[Start Input material]
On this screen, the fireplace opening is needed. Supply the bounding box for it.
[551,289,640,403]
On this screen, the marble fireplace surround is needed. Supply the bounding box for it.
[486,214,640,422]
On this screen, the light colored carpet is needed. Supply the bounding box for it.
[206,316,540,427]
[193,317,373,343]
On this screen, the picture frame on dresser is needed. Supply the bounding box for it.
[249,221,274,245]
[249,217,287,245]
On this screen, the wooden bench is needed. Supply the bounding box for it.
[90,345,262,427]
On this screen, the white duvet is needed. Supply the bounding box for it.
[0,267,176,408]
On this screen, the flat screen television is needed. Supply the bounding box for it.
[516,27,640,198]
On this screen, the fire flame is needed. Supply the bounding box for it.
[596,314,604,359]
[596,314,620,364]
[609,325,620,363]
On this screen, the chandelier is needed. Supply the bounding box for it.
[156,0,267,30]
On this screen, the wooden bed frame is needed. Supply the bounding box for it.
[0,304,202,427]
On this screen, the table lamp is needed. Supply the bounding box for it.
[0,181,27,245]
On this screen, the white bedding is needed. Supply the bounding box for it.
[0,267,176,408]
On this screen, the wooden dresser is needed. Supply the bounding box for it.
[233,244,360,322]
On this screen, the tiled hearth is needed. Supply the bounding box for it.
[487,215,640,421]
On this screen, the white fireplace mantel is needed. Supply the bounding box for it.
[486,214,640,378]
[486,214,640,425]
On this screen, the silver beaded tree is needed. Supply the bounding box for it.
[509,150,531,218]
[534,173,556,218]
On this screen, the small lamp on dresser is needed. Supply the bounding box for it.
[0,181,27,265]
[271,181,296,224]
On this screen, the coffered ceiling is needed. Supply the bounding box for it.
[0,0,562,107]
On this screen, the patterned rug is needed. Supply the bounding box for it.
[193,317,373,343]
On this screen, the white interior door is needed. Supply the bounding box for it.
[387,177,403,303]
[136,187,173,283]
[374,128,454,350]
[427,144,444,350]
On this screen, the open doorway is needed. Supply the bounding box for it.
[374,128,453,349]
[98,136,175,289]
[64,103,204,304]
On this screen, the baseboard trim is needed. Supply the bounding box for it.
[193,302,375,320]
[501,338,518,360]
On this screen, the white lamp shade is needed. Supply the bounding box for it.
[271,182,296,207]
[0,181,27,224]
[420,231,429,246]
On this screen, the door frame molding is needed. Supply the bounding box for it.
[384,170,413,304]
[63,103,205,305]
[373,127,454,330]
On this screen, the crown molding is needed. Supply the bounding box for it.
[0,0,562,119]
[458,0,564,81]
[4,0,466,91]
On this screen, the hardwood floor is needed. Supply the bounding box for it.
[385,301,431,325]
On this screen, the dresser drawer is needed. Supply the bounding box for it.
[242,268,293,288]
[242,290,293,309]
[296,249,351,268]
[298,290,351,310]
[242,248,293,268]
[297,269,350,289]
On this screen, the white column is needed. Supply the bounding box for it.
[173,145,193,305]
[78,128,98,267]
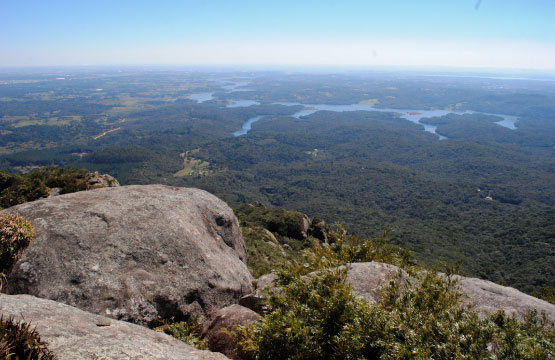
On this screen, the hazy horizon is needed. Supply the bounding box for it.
[0,0,555,71]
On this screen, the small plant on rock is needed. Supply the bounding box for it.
[0,316,55,360]
[0,213,34,273]
[154,317,208,350]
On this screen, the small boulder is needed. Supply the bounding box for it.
[347,261,555,321]
[239,273,277,313]
[0,294,226,360]
[203,305,260,359]
[89,171,120,189]
[6,185,252,325]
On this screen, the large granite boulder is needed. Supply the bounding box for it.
[0,294,227,360]
[347,262,555,321]
[2,185,252,325]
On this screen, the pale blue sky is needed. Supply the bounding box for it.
[0,0,555,69]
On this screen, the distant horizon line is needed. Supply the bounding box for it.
[0,63,555,76]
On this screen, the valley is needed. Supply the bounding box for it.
[0,68,555,293]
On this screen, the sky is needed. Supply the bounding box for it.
[0,0,555,70]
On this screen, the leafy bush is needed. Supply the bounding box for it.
[154,317,208,350]
[235,204,306,239]
[0,166,91,208]
[236,231,555,360]
[0,316,55,360]
[0,213,34,273]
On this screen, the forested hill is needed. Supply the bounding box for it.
[0,72,555,292]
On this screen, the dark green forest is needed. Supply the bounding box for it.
[0,70,555,293]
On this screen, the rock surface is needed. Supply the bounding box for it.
[89,171,120,189]
[6,185,252,325]
[239,274,278,313]
[204,305,260,359]
[347,262,555,321]
[0,294,226,360]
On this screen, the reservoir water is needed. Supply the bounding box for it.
[189,79,518,140]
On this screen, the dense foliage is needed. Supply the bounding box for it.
[236,233,555,360]
[0,213,34,276]
[0,70,555,293]
[0,316,55,360]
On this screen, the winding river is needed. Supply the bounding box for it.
[189,79,518,140]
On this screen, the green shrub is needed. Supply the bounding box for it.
[236,238,555,360]
[234,204,306,240]
[0,166,91,208]
[154,317,208,350]
[0,316,55,360]
[0,213,34,273]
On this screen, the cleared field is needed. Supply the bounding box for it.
[173,149,214,177]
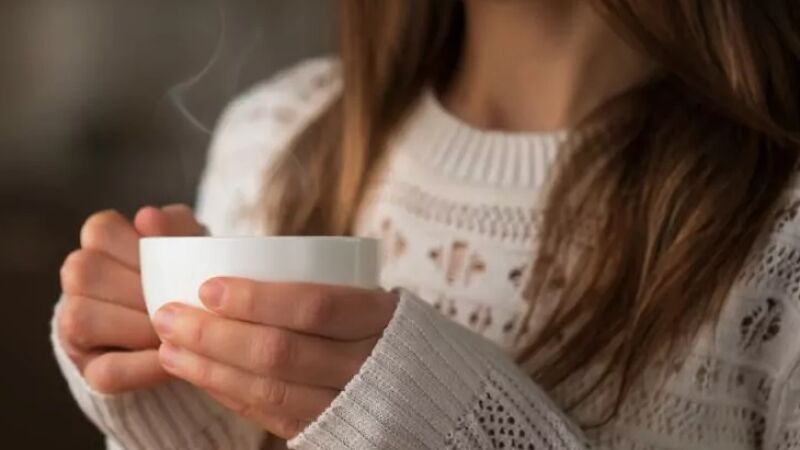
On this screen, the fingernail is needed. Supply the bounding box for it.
[200,280,225,309]
[153,306,176,334]
[160,344,180,368]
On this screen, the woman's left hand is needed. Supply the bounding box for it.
[155,278,397,439]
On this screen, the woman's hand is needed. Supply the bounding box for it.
[155,278,397,439]
[56,205,202,393]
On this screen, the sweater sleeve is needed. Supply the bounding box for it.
[290,292,585,450]
[51,59,339,450]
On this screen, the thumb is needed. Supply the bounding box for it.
[133,205,205,236]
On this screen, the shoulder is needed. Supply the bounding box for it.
[197,58,341,235]
[717,181,800,383]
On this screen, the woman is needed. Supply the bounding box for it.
[54,0,800,449]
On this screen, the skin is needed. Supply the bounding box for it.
[57,0,653,439]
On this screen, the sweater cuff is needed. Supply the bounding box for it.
[50,303,263,450]
[289,292,507,450]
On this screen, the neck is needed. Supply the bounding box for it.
[443,0,651,131]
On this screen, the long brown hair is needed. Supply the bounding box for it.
[265,0,800,417]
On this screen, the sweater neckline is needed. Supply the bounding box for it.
[400,89,571,188]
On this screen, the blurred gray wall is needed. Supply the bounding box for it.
[0,0,335,449]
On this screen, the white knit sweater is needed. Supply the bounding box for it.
[53,60,800,450]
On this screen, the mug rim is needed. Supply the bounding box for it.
[139,236,378,242]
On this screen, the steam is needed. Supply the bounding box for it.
[166,5,227,136]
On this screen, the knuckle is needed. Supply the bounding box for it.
[254,378,288,407]
[81,210,125,249]
[252,331,294,374]
[274,419,304,439]
[58,298,90,345]
[190,319,213,351]
[60,250,93,293]
[190,361,216,388]
[298,288,333,329]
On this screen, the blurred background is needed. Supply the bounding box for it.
[0,0,335,449]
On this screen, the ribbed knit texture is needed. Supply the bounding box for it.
[53,60,800,450]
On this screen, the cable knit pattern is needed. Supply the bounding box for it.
[53,56,800,450]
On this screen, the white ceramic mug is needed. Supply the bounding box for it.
[139,236,379,316]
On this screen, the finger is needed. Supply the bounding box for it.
[83,350,172,394]
[133,205,204,236]
[57,296,161,353]
[61,250,145,311]
[154,304,368,389]
[206,391,308,442]
[159,344,338,421]
[81,210,139,269]
[200,278,397,340]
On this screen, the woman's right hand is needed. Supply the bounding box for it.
[56,205,203,394]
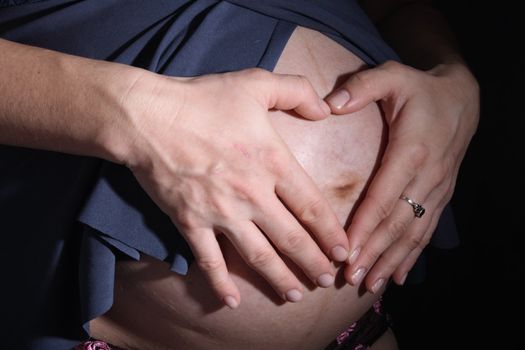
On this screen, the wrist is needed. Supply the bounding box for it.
[101,66,184,169]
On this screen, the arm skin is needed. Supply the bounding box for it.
[0,39,348,307]
[327,0,479,292]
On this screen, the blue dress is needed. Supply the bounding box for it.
[0,0,457,350]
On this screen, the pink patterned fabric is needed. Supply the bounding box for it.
[74,298,384,350]
[75,340,125,350]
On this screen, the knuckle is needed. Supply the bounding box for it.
[408,142,430,169]
[366,249,383,263]
[419,235,432,249]
[196,257,223,274]
[350,71,372,90]
[279,228,306,255]
[263,149,290,178]
[406,234,423,250]
[368,196,391,220]
[245,68,270,81]
[379,60,404,70]
[386,220,408,243]
[173,210,200,232]
[246,248,276,268]
[296,75,312,96]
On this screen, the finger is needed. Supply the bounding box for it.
[325,62,404,114]
[393,181,454,284]
[345,193,414,289]
[184,229,241,309]
[275,160,348,262]
[265,69,330,120]
[225,222,303,302]
[365,206,432,293]
[348,141,426,264]
[254,199,335,287]
[346,165,436,292]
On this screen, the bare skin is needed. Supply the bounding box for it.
[91,28,395,350]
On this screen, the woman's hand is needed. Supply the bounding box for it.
[327,62,479,292]
[124,69,348,307]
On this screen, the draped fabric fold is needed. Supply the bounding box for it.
[0,0,455,350]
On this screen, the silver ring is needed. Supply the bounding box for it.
[400,195,425,218]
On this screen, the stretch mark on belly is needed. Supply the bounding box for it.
[328,171,362,201]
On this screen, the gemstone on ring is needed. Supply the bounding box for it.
[400,195,425,218]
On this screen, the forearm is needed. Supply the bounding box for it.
[0,39,142,162]
[361,0,463,70]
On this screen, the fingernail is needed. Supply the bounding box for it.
[End Input material]
Goal →
Reproduce the part that opens with the line containing "On this screen, the white duvet" and closes with the line containing "[609,325,620,363]", substituting "wall-mounted television" for "flat screen television" and leaving everything else unchanged.

Output for this exercise →
On this screen, the white duvet is needed. Supply the bounding box for it.
[0,267,176,408]
On this screen, the wall-mounted television is needed. Supply the bounding box for it.
[516,27,640,198]
On this screen, the fire flame is needed. Supply the bounding box for it.
[596,314,604,359]
[596,314,620,364]
[609,325,620,363]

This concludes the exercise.